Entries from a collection
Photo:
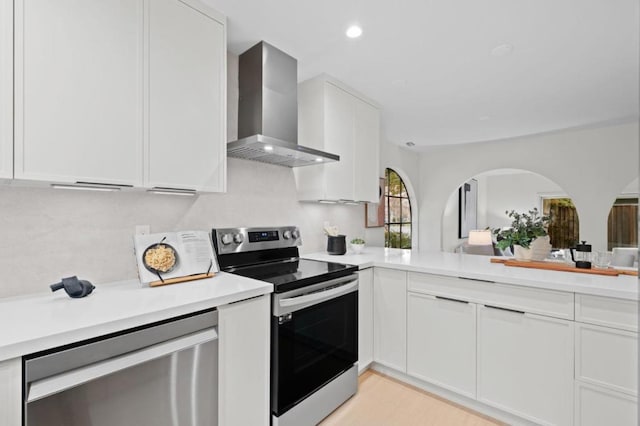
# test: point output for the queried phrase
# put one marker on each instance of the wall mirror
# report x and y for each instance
(622, 223)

**REQUEST**. Revise the records by changing "wall mirror" to "round mirror" and leaving everything else the same. Don't include the pictures in your answer.

**ANSWER TO THIS PROBLEM**.
Photo:
# test: point output for the queried phrase
# put one marker on each instance of the round mirror
# report x and y for each instance
(622, 223)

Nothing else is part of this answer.